Write out exactly the lines running from the one that contains "Mark the asphalt" through the end of the material.

§ **Material provided**:
**********
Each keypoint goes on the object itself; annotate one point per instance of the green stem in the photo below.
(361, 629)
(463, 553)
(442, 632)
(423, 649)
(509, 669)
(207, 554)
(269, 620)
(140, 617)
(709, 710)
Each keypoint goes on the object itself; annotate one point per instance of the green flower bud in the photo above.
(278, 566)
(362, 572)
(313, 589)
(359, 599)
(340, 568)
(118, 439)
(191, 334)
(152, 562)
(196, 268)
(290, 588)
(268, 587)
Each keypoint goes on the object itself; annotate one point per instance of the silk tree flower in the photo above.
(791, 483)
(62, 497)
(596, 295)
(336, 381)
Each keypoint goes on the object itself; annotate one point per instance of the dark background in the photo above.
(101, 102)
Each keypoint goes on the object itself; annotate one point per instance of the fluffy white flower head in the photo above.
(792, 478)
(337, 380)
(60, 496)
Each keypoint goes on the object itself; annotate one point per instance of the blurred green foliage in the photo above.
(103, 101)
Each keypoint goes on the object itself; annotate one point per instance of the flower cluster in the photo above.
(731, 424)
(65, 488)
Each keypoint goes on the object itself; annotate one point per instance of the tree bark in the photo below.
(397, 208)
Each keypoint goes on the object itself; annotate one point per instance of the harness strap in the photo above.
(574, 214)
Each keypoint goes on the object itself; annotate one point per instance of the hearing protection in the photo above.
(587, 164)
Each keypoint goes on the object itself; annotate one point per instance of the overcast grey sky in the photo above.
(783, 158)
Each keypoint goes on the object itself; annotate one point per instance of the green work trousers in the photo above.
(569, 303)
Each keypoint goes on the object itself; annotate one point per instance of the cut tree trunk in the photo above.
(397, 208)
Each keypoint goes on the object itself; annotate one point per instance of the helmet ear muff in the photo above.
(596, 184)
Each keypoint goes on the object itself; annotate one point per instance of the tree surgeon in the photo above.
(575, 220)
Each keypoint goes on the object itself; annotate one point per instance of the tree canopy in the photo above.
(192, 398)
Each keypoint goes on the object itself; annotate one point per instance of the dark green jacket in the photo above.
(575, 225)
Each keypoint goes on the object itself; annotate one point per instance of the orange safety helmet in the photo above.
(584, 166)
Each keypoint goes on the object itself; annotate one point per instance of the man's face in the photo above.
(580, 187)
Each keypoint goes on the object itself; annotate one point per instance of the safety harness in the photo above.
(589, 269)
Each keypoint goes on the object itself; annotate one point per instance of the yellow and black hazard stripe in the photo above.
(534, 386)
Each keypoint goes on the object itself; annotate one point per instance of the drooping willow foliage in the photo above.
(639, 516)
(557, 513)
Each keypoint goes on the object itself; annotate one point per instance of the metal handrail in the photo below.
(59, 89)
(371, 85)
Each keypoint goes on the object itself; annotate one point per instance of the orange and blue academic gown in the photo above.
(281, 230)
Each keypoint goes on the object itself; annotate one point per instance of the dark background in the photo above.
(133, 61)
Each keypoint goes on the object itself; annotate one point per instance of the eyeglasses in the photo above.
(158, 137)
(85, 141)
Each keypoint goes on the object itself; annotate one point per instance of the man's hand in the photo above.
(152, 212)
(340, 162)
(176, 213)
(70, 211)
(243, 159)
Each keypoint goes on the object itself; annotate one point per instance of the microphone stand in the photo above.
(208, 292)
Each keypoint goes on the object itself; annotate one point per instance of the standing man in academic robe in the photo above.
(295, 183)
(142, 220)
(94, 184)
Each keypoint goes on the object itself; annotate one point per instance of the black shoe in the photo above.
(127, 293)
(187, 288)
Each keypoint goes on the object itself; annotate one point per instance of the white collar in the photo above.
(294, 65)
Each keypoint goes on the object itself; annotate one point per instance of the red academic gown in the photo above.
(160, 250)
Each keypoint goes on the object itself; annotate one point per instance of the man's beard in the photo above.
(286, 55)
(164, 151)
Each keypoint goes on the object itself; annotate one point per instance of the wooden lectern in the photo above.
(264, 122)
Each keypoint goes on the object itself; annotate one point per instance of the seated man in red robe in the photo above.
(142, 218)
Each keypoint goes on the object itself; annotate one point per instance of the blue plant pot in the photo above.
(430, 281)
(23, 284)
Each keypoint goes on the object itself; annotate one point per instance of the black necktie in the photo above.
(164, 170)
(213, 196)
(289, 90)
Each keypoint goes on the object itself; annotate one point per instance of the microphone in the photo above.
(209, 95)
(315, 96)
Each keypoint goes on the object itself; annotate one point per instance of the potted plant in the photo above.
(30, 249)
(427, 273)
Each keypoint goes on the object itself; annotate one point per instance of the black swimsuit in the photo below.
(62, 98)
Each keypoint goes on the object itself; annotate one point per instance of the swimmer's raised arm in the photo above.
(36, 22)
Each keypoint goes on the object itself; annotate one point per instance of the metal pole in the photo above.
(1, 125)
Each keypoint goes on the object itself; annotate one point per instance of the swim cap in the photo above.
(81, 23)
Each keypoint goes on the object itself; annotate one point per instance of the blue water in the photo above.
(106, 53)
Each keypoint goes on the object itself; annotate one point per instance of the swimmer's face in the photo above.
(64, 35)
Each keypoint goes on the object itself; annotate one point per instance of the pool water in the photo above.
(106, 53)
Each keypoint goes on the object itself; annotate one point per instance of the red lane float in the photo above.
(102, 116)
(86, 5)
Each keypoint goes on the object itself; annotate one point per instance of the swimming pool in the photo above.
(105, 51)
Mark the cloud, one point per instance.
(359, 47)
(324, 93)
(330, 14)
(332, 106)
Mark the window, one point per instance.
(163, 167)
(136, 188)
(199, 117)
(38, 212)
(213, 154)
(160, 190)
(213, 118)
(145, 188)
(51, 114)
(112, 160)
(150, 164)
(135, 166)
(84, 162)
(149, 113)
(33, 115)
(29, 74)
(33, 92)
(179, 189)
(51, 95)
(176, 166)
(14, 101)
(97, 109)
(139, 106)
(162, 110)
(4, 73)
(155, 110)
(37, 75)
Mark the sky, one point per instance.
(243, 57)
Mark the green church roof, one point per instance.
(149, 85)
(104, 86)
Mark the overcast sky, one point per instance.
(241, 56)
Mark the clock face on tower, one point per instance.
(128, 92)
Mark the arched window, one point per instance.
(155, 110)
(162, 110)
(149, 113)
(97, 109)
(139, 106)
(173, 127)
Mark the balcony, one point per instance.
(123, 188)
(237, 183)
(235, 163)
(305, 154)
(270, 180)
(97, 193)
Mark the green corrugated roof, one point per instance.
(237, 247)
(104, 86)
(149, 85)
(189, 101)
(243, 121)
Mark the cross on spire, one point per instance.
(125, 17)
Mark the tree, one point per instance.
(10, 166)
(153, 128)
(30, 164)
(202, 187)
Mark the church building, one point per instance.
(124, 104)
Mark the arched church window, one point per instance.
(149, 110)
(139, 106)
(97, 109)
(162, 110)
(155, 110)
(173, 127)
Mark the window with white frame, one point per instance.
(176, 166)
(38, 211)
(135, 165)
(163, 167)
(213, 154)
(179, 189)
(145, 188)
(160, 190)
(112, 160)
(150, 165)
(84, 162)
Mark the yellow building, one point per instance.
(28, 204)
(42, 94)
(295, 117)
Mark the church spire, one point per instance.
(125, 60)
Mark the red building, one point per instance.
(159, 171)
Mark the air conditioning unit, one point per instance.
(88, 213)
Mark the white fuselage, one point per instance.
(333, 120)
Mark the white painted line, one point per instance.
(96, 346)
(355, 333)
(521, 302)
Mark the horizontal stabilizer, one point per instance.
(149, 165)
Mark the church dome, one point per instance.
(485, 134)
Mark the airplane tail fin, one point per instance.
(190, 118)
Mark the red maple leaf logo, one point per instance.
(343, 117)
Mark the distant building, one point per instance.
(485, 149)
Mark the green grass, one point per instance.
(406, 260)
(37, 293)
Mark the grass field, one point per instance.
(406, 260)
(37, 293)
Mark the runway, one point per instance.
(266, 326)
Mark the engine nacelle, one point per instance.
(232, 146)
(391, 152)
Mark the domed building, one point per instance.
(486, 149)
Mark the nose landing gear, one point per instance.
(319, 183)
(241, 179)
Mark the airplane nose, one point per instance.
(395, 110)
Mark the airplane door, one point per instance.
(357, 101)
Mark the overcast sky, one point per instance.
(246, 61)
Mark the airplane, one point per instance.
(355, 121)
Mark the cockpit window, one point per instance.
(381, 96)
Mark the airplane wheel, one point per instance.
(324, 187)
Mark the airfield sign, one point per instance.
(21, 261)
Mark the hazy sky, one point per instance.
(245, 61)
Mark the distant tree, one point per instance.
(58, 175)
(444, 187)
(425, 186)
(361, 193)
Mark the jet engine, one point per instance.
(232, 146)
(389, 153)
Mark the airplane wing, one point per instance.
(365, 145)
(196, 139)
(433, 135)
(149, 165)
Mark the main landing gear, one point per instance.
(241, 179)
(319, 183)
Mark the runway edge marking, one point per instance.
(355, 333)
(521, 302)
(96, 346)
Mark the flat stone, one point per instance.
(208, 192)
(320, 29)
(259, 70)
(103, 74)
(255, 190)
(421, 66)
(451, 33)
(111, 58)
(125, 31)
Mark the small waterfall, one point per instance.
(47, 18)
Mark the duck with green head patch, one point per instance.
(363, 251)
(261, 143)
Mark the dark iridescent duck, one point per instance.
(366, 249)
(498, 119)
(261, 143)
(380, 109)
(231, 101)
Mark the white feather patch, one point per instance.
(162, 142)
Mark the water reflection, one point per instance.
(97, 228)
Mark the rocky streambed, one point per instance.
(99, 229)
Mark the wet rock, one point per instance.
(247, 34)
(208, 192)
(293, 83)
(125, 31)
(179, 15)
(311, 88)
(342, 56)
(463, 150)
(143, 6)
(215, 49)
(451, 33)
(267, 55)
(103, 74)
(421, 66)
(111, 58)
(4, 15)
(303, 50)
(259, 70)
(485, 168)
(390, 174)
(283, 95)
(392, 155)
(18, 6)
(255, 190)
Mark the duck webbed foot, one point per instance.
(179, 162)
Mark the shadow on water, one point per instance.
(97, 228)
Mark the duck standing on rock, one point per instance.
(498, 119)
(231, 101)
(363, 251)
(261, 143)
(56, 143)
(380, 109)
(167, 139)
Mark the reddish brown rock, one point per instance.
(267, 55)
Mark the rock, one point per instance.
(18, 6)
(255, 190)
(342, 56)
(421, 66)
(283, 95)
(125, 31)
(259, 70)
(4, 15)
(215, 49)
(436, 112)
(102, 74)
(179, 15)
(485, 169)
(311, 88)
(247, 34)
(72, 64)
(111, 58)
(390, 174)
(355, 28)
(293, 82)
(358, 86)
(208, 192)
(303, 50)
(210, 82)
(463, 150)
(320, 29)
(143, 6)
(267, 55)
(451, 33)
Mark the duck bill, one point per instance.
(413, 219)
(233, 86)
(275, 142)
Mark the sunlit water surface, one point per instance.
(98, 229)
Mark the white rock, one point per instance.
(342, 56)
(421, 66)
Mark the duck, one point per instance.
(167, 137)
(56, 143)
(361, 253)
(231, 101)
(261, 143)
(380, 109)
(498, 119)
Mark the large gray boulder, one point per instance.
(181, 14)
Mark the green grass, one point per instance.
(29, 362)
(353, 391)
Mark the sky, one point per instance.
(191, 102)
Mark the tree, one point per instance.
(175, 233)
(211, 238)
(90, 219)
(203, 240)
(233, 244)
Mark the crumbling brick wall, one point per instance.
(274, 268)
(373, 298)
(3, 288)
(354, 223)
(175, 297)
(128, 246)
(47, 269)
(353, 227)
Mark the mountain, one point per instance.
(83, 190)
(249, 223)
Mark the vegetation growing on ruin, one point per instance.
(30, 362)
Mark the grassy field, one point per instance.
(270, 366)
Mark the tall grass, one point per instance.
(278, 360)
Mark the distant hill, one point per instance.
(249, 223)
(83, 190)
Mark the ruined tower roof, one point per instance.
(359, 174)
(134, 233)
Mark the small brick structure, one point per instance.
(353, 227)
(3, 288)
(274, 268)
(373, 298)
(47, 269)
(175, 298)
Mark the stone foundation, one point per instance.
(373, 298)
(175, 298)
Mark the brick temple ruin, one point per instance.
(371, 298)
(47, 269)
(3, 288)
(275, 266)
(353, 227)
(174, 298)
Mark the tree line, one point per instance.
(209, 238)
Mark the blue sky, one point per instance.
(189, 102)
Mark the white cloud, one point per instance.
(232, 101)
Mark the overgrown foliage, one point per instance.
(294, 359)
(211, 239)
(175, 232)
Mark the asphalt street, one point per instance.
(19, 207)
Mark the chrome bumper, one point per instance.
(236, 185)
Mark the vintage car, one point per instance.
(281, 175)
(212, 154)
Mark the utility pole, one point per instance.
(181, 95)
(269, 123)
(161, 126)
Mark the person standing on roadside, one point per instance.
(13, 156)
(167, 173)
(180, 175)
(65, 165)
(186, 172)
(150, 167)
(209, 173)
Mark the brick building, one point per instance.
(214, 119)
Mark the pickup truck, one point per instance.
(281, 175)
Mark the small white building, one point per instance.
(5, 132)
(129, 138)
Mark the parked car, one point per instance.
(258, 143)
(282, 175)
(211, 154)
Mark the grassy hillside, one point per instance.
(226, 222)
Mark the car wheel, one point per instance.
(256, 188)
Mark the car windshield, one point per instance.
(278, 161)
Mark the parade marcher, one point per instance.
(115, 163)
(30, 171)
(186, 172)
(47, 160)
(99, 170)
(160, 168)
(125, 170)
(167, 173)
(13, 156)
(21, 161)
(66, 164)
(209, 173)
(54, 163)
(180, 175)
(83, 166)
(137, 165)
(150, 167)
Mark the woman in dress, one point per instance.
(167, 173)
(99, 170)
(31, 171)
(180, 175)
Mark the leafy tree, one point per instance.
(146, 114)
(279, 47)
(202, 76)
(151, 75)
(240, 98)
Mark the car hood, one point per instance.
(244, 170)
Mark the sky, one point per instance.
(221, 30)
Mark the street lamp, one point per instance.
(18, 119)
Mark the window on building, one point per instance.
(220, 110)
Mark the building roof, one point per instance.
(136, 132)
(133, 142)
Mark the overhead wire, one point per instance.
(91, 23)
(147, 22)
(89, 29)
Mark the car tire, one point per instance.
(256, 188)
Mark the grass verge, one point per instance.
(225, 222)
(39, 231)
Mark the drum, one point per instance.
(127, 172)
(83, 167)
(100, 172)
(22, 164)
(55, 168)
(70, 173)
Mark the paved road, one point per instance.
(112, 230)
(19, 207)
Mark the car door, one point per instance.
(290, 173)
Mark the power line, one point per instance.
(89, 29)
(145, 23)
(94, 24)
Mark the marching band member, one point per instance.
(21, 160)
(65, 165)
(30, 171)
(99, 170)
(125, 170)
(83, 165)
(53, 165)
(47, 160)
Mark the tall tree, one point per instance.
**********
§ **Task solution**:
Mark the asphalt street, one point per instance.
(19, 207)
Mark the chrome bumper, one point per instance.
(236, 185)
Mark the vintage car, one point per instance.
(281, 175)
(212, 154)
Mark the utility pole, one point per instance.
(181, 95)
(269, 123)
(161, 126)
Mark the person standing on roadside, one point per instance.
(13, 156)
(167, 173)
(180, 175)
(65, 165)
(186, 172)
(150, 167)
(209, 173)
Mark the brick building, one point per instance.
(214, 119)
Mark the pickup truck, one point per instance.
(281, 175)
Mark the small white building, one point per instance.
(5, 132)
(129, 138)
Mark the parked car, one point per instance.
(258, 143)
(282, 175)
(211, 154)
Mark the grassy hillside, one point per instance.
(226, 222)
Mark the car wheel, one point per instance.
(256, 188)
Mark the car windshield, one point per instance.
(278, 161)
Mark the parade marcher, one point per instance.
(115, 163)
(30, 171)
(186, 172)
(47, 160)
(99, 170)
(160, 168)
(125, 170)
(167, 173)
(13, 156)
(21, 161)
(66, 164)
(209, 173)
(54, 163)
(180, 175)
(83, 166)
(137, 165)
(150, 167)
Mark the woman in dress, one point per instance.
(167, 173)
(99, 170)
(31, 171)
(180, 175)
Mark the leafy tree, one point per instance.
(146, 114)
(279, 47)
(202, 76)
(151, 75)
(240, 98)
Mark the car hood, one point per instance.
(244, 170)
Mark the sky, one point per instance.
(221, 30)
Mark the street lamp, one point per instance.
(18, 119)
Mark the window on building, one point per instance.
(220, 110)
Mark the building roof, one point per instance.
(136, 132)
(133, 142)
Mark the overhead wire, one point per instance.
(91, 23)
(147, 22)
(89, 29)
Mark the car tire, one point per instance.
(256, 188)
Mark the grass verge, one point per instance.
(225, 222)
(39, 231)
Mark the drum, one point per instance.
(127, 172)
(83, 167)
(100, 172)
(22, 164)
(55, 168)
(70, 173)
Mark the paved road, one point per instance.
(112, 230)
(19, 207)
Mark the car door, one point per instance.
(290, 173)
Mark the power line, one point per instance.
(89, 29)
(145, 23)
(94, 24)
Mark the marching band member, one point per instance.
(21, 160)
(65, 165)
(30, 171)
(99, 170)
(125, 170)
(83, 165)
(53, 165)
(47, 160)
Mark the tall tree, one point per instance.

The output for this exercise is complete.